■ Your objective ■
Every record must be retyped as it stands.

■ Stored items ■
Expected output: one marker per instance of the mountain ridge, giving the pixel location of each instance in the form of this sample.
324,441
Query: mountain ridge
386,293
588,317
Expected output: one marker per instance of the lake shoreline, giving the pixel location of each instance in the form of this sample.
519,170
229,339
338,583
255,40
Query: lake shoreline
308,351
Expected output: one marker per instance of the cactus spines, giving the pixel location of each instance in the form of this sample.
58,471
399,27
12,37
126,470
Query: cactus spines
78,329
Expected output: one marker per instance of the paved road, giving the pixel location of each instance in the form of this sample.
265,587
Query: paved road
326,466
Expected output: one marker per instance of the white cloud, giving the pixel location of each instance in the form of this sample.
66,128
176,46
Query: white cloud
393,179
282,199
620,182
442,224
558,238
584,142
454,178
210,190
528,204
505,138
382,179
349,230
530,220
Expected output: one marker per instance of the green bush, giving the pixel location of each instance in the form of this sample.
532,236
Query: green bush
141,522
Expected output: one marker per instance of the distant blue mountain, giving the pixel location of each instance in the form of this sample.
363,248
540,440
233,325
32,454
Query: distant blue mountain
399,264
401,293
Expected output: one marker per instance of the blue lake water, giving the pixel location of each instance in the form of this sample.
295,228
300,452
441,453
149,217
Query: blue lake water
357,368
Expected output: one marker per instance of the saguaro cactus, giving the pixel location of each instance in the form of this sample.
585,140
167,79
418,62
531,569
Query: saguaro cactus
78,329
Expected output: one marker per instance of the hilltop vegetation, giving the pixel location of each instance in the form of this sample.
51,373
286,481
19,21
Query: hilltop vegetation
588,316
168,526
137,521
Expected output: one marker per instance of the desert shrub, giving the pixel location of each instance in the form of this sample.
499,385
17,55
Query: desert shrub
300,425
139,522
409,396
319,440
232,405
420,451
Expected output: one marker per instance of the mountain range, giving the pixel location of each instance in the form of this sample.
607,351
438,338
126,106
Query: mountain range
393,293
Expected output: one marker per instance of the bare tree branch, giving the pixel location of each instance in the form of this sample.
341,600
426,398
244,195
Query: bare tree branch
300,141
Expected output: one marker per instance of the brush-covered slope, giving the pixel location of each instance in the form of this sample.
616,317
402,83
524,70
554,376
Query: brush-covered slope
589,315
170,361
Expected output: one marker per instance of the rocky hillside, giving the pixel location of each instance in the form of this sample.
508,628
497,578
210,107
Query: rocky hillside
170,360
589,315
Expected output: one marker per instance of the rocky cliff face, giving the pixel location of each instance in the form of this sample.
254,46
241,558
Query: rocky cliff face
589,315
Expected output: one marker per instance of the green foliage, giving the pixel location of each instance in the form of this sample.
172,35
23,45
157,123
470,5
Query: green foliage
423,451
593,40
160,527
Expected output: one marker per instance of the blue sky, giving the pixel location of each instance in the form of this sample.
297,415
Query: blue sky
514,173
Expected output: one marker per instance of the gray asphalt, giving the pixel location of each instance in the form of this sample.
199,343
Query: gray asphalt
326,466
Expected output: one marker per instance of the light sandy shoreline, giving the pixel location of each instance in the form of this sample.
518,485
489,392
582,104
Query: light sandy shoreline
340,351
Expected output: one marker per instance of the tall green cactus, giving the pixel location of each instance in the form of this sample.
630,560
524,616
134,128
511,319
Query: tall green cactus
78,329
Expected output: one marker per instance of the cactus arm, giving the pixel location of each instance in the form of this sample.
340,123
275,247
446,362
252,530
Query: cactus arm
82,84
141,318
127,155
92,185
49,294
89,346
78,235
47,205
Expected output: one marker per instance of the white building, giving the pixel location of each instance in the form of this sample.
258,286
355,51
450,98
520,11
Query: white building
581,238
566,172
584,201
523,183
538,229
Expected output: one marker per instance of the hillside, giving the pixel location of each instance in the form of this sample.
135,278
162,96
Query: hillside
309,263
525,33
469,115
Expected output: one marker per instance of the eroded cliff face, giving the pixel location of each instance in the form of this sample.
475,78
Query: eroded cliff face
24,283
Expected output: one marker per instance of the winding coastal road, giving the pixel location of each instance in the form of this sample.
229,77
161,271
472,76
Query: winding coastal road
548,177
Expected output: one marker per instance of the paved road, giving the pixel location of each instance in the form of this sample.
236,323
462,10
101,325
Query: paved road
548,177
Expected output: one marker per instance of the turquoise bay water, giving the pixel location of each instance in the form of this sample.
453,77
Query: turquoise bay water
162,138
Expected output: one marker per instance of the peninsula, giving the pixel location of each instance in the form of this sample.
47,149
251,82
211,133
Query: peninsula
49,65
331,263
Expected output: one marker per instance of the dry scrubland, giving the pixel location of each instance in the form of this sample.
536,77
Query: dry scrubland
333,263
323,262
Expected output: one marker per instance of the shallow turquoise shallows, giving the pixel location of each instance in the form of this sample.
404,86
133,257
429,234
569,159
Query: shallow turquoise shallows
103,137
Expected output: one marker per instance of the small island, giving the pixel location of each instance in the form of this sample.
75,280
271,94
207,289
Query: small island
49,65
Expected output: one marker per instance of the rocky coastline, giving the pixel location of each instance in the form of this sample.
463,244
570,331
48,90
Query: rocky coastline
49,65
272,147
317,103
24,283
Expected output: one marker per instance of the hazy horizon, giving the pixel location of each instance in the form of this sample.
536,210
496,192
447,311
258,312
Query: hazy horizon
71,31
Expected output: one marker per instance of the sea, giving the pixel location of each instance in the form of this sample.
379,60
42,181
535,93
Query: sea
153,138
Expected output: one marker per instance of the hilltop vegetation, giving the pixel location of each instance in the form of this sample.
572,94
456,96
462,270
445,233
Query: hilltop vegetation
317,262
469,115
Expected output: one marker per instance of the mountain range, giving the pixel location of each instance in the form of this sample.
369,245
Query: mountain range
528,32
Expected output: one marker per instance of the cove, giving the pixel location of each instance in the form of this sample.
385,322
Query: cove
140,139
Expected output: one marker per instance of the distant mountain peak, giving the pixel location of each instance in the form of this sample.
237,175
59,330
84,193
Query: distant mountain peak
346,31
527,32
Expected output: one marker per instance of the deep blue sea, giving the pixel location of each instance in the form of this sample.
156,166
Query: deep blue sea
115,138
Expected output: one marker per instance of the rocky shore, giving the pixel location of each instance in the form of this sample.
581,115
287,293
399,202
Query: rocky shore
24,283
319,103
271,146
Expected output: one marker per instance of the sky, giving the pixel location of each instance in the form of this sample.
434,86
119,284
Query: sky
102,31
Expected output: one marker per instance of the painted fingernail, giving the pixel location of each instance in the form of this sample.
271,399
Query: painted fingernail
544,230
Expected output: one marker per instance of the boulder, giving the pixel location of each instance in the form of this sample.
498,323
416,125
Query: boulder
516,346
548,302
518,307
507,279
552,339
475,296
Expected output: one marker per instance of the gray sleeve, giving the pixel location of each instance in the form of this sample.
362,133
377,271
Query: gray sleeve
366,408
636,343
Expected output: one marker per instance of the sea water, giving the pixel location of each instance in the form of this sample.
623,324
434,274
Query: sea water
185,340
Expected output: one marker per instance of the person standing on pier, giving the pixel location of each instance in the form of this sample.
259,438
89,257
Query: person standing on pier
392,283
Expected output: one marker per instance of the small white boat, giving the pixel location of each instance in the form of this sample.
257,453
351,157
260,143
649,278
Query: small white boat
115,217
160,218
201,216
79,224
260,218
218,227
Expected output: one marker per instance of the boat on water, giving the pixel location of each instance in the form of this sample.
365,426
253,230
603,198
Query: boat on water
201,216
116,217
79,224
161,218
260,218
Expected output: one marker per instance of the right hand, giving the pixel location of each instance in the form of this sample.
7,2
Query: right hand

■ Answer to this exercise ■
Expected output: one marker per instance of the mountain ridge, giving the pixel location of each instance in the form of this sample.
324,441
Query: mountain ridge
386,293
588,317
Expected output: one marker per instance of the lake shoreline, giving the pixel location of each instance in the form of this sample.
519,170
229,339
338,583
255,40
Query: lake shoreline
308,351
Expected output: one marker per instance of the cactus spines, giving the pixel location of each instance in the form of this sample.
58,471
399,27
12,37
126,470
Query: cactus spines
78,329
Expected output: one marker per instance of the paved road, giving the pixel location of each instance in the form of this sample.
265,587
Query: paved road
326,466
Expected output: one marker per instance of the white cloud, giving the pixel location of each instance in the form of this sample.
66,128
176,46
Query: white cloud
393,179
282,199
620,182
442,224
558,238
584,142
454,178
210,190
528,204
505,138
382,179
349,230
530,220
Expected output: one marker per instance of the green bush, giving the pixel location of each instance in the form of this sample.
532,236
Query: green bush
141,522
Expected output: one marker per instance of the distant blue mountain, giving the pixel location of each instance in the form of this sample.
363,248
540,440
233,325
32,454
Query: distant blue mountain
399,264
401,293
Expected output: one marker per instance of the blue lake water, giving the pixel location of each instance in the form of this sample.
295,228
300,452
441,453
149,217
Query: blue lake water
357,368
Expected output: one marker per instance of the saguaro cactus, giving the pixel location of each instance in the form of this sample.
585,140
167,79
418,62
531,569
Query: saguaro cactus
78,329
Expected output: one marker per instance of the hilltop vegetation, giving the pixel location of each instance in the form of this sample.
51,373
286,481
19,21
Query: hilltop vegetation
588,316
168,526
137,521
Expected output: one marker per instance of the desert shrub, giving the pixel location of each instance in the form of this sample.
499,385
17,55
Query: desert shrub
300,425
139,522
409,396
319,440
232,405
420,451
Expected output: one marker per instance of the mountain range, giving the pixel location of each instance in the form of this sample.
607,351
438,338
126,106
Query: mountain range
393,293
Expected output: one marker per instance of the bare tree branch, giving the pixel location of each instance in the form of this sample.
341,600
426,398
244,195
Query: bare tree branch
300,141
Expected output: one marker per instance of the brush-covered slope, giving the pixel location of each instance in the form of this sample.
616,317
402,83
524,70
554,376
Query: brush-covered slope
589,315
170,361
Expected output: one marker per instance of the rocky hillside, giving the pixel location of each instance in the form of this sample.
508,628
497,578
210,107
Query: rocky hillside
170,360
589,315
Expected output: one marker per instance of the rocky cliff face, giving the pixel location of each instance in the form of this sample.
254,46
241,558
Query: rocky cliff face
589,315
Expected output: one marker per instance of the green foliage, giving the pixel location of each instance in the form of this sample.
172,35
23,45
157,123
470,5
Query: green foliage
423,451
593,40
160,527
Expected output: one marker per instance of the blue sky, giving the pixel location of each instance in the form of this sample.
297,415
Query: blue sky
514,173
Expected output: one marker per instance of the gray asphalt, giving the pixel location of each instance in the form of this sample.
199,343
Query: gray asphalt
326,466
Expected output: one marker per instance of the light sandy shoreline, giving the pixel location of each instance in the form of this sample.
518,485
489,392
582,104
Query: light sandy shoreline
340,351
Expected output: one marker per instance of the tall green cactus, giving the pixel location of each instance in the form of this sample.
630,560
524,616
134,128
511,319
Query: tall green cactus
78,329
Expected output: one marker per instance of the cactus arm, giving the pixel location of each instance in the form of this sample.
340,123
275,247
446,362
252,530
Query: cactus arm
82,84
141,318
127,155
92,185
49,294
89,346
78,235
47,205
Expected output: one marker per instance of the white building, giving the pixel location of each instance in the form of this sample.
258,286
355,51
450,98
520,11
Query: white building
581,238
566,172
584,201
523,183
538,229
Expected output: one marker per instance of the hillside, giving the pixel location of each instance in the form of this sample.
135,278
162,96
Query: hillside
309,263
525,33
469,115
Expected output: one marker per instance of the eroded cliff face, giving the pixel location of each instance in the form of this sample.
475,78
Query: eroded cliff face
24,283
Expected output: one marker per instance of the winding coastal road, giving the pixel location of each instance in the form of this sample.
229,77
161,271
472,76
Query: winding coastal road
548,177
Expected output: one marker per instance of the paved road, giving the pixel location of each instance in the form of this sample.
236,323
462,10
101,325
Query: paved road
548,177
Expected output: one marker per instance of the turquoise bay water, giving the pixel location of each instance in the form of this sample.
453,77
Query: turquoise bay water
162,138
Expected output: one marker per instance of the peninsula, giving the pixel location of each instance in the form of this sample.
47,149
251,82
211,133
Query: peninsula
49,65
331,263
Expected output: one marker per instance of the dry scrubland, giving the pixel location of each instance in the form of this sample.
536,77
Query: dry scrubland
333,263
323,262
Expected output: one marker per instance of the shallow turquoise shallows, giving the pixel location of each instance in the form of this sample.
404,86
133,257
429,234
569,159
Query: shallow turquoise shallows
103,137
Expected output: one marker per instance of the small island, giving the pixel location of each instance in the form of this sample.
75,280
271,94
207,289
Query: small island
49,65
Expected output: one marker per instance of the rocky coastline, giving the pixel location of each instance in the form of this sample.
463,244
570,331
48,90
Query: rocky coastline
49,65
272,147
317,103
24,283
Expected output: one marker per instance of the hazy horizon, giving the pixel location of each instance in the form of this sample.
536,210
496,192
447,311
258,312
Query: hazy horizon
71,31
Expected output: one marker per instance of the sea, giving the pixel location of each instance in the form of this sample.
379,60
42,181
535,93
Query: sea
153,138
Expected output: one marker per instance of the hilltop vegetation, giving the pixel location of each instance in the form of this sample.
572,94
456,96
462,270
445,233
Query: hilltop vegetation
317,262
469,115
Expected output: one marker per instance of the mountain range, giving the pixel location of each instance in the form of this sample.
369,245
Query: mountain range
528,32
Expected output: one marker per instance of the cove, giving the pixel location of each instance in the form of this sample.
385,322
Query: cove
140,139
Expected output: one marker per instance of the distant mountain peak, giving the pixel location of each instance in the form of this sample.
237,175
59,330
84,193
Query: distant mountain peak
346,31
527,32
Expected output: one marker per instance of the deep blue sea, giving the pixel location of each instance in the form of this sample.
156,166
Query: deep blue sea
115,138
Expected output: one marker per instance of the rocky shore, giving the pixel location of each instance in the form of this sample.
581,115
287,293
399,202
Query: rocky shore
24,283
319,103
271,146
Expected output: one marker per instance of the sky, giving the pixel location of each instance in the form of this sample.
434,86
119,284
Query: sky
102,31
Expected output: one marker per instance of the painted fingernail, giving the pixel location of each instance in the form of this sample.
271,399
Query: painted fingernail
544,230
Expected output: one marker per instance of the boulder, giving the pixel location of each instance in the form of this sample.
498,323
416,125
Query: boulder
516,346
548,302
518,307
507,279
552,339
475,296
Expected output: one marker per instance of the gray sleeve, giving the pixel location of each instance in the form of this sample.
362,133
377,271
Query: gray sleeve
366,408
636,343
Expected output: one marker per instance of the sea water, giving the pixel location of each instance in the form of this sample.
623,324
434,274
Query: sea water
185,340
Expected output: one marker per instance of the person standing on pier, giving the pixel location of each instance in the form of this sample.
259,438
89,257
Query: person standing on pier
392,283
Expected output: one marker per instance of the small white boat, giving the pixel location of each instance in the form of this sample.
257,453
351,157
260,143
649,278
Query: small white boat
115,217
160,218
201,216
79,224
260,218
218,227
Expected output: one marker per instance of the boat on water, giving the pixel location of each instance in the form of this sample.
365,426
253,230
603,198
Query: boat on water
201,216
116,217
79,224
161,218
260,218
Expected output: one marker per instance of the right hand, giving the pixel location of each instance in the form of this sample.
7,2
Query: right hand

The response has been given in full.